Natural language region descriptions
%%
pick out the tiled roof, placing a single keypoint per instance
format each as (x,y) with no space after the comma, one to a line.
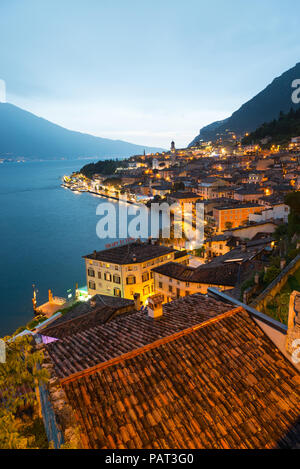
(126,254)
(209,274)
(223,384)
(184,195)
(125,333)
(98,310)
%%
Task goal → Repeat the data word for word. Skip the pictures.

Answer to the problem →
pick out the tiled roof, placing a single keypoint per instance
format each as (x,y) with no space after the comma, one to a line.
(126,254)
(209,274)
(223,384)
(184,195)
(125,333)
(98,310)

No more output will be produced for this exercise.